■ **Dataset content**
Start of Block
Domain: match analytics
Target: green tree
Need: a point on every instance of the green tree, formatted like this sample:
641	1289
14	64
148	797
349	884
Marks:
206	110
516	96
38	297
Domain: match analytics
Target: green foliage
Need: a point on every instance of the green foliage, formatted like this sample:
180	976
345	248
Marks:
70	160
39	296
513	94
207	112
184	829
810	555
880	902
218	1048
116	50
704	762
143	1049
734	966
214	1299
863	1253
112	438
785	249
End of Block
■ **What you will do**
Write out every line of the records exactly.

■ **Reply to the task**
Domain: match analytics
Target: green tree
Need: a point on every instance of the green tree, formatted like this sample:
641	1289
14	64
148	797
349	884
Marks:
206	110
516	96
38	297
Domain: match analytics
Target: green foliage
Need: a point on every instance of the green foliage, formatted like this sample:
180	976
345	248
Marks:
70	160
39	296
513	94
207	112
184	829
810	555
880	902
218	1048
116	50
704	762
143	1049
734	966
214	1299
863	1253
112	438
785	249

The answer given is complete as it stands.